Coordinate annotation records

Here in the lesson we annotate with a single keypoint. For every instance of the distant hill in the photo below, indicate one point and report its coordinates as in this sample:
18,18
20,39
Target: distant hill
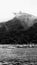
18,31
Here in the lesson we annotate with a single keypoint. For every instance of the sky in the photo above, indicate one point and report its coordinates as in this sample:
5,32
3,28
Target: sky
8,7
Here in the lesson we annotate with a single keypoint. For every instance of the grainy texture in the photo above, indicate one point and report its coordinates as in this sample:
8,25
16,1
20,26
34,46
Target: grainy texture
10,54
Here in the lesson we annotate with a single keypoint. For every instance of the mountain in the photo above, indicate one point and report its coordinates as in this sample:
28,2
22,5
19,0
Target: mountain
21,29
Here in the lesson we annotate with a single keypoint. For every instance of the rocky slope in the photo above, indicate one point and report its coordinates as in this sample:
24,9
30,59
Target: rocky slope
20,30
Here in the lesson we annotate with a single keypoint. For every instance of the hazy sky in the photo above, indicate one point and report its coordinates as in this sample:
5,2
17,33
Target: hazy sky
8,7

## Work to do
Output the records from the line containing "of the rocky" through the last line, inclusive, as a Markdown table with the columns Row and Line, numbering each row and leaving out blank lines.

## Finished task
| Row | Line |
|---|---|
| 1 | Here in the lesson we annotate with a single keypoint. For every instance of the rocky slope in the photo above, indicate one point and report its coordinates as in this sample: |
| 2 | 24,9 |
| 3 | 30,59 |
| 4 | Target: rocky slope |
| 5 | 20,30 |
| 6 | Here in the lesson we annotate with a single keypoint. For every instance of the hazy sky in the photo above, indicate one point and report its coordinates as in this sample: |
| 7 | 5,2 |
| 8 | 17,33 |
| 9 | Target: hazy sky |
| 10 | 8,7 |